→ DOCUMENT EXTRACT
· · · ·
Vatican City, Apr 10, 2020 / 11:23 am (CNA).- Here is the full text of the Good Friday homily of Fr. Raniero Cantalamessa, OFM Cap., delivered April 10 at St. Peter’s Basilica.
“I have plans for your welfare and not for woe”
St. Gregory the Great said that Scripture “grows with its readers”, cum legentibus crescit. [1] It reveals meanings always new according to the questions people have in their hearts as they read it. And this year we read the account of the Passion with a question—rather with a cry—in our hearts that is rising up over the whole earth. We need to seek the answer that the word of God gives it.
The Gospel reading we have just listened to is the account of the objectively greatest evil committed on earth. We can look at it from two different angles: either from the front or from the back, that is, either from its causes or from its effects. If we stop at the historical causes of Christ’s death, we get confused and everyone will be tempted to say, as Pilate did, “I am innocent of this man’s blood” (Mt 27:24). The cross is better understood by its effects than by its causes. And what were the effects of Christ’s death? Being justified through faith in him, being reconciled and at peace with God, and being filled with the hope of eternal life! (see Rom 53:1-5).
· · · ·
→ DATA EXTRACTS

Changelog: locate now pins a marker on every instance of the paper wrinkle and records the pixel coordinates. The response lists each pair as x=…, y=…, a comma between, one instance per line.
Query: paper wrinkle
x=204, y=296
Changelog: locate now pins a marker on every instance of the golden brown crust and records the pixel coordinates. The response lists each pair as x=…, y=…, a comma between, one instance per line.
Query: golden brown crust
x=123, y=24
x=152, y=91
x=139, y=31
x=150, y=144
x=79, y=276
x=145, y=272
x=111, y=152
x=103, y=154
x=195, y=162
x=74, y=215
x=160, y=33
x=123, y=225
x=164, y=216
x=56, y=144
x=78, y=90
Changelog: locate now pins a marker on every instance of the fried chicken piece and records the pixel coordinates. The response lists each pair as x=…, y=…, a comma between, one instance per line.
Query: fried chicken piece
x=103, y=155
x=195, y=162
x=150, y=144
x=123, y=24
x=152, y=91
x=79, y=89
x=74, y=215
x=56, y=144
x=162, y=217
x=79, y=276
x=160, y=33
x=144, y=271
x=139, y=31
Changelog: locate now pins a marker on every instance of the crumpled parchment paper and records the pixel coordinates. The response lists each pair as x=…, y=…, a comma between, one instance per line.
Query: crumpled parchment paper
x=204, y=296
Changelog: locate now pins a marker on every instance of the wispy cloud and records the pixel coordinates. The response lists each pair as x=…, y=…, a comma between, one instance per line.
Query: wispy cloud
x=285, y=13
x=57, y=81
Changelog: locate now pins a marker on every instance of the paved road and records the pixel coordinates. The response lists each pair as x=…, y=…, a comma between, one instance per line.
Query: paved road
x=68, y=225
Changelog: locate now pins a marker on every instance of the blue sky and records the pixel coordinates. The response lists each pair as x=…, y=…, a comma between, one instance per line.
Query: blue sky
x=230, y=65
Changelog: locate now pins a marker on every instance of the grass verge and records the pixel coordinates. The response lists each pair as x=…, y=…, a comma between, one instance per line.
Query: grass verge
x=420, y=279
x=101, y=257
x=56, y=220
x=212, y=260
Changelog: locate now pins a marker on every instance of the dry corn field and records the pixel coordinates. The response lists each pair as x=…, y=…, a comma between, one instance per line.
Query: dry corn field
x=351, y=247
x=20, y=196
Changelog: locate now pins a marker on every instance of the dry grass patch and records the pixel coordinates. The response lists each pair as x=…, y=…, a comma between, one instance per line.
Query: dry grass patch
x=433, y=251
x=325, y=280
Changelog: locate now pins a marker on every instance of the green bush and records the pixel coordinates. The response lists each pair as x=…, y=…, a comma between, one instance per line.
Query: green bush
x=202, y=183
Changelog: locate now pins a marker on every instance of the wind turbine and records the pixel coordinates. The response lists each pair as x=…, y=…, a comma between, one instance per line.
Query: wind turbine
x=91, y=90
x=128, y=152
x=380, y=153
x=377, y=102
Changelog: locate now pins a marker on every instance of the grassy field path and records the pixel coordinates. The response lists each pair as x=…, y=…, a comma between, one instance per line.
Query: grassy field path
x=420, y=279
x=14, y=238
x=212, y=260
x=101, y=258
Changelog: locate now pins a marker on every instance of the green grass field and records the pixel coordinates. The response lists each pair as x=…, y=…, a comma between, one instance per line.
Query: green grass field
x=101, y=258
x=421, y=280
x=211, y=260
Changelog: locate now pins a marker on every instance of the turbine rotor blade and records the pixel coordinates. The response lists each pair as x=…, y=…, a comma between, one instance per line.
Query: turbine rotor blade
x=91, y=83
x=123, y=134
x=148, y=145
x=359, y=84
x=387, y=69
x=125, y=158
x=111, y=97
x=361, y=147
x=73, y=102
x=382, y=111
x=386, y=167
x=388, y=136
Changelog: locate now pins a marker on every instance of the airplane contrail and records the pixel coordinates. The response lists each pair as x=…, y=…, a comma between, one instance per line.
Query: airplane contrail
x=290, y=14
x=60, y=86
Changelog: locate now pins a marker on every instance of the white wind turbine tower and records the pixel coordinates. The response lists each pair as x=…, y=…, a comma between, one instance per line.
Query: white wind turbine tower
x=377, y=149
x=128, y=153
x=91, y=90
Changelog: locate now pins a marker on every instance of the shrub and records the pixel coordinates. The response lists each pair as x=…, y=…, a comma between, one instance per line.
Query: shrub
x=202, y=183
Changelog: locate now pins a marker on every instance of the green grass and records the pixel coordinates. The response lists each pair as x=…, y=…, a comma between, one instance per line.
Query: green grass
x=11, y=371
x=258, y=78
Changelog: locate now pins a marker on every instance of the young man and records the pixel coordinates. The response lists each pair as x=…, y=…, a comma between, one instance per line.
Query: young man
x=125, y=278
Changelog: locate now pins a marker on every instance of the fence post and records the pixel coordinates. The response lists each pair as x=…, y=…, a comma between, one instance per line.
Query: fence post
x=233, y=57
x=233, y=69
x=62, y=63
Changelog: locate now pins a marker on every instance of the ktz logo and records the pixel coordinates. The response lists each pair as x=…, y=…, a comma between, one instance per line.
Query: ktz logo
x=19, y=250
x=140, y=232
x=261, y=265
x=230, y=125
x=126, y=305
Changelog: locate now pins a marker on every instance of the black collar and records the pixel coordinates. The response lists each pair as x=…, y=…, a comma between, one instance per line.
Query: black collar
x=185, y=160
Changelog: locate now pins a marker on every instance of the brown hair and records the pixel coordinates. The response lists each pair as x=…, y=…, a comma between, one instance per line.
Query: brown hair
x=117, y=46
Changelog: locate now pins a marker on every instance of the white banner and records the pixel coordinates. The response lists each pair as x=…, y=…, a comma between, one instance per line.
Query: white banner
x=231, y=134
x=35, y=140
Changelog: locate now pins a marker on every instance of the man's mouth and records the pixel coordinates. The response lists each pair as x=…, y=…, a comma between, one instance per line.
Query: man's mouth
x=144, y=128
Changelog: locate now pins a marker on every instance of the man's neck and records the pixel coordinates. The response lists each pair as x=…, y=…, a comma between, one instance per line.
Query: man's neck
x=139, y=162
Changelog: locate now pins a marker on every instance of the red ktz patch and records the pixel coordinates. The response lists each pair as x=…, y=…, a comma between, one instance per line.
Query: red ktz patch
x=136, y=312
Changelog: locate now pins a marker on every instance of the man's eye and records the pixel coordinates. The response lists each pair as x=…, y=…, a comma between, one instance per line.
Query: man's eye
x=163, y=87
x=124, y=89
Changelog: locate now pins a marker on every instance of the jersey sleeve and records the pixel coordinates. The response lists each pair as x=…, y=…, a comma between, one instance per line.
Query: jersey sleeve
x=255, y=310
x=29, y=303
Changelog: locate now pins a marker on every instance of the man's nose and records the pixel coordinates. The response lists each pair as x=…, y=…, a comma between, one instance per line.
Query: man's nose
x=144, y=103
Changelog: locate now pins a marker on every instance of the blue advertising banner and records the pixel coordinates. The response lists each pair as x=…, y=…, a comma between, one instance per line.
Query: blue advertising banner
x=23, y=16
· · · ·
Answer these questions about the Good Friday homily:
(a) In what building was it delivered?
(b) According to St. Gregory the Great, what does Scripture do?
(c) By what is the cross better understood than by its causes?
The rows aren't needed here.

(a) St. Peter's Basilica
(b) It "grows with its readers."
(c) By its effects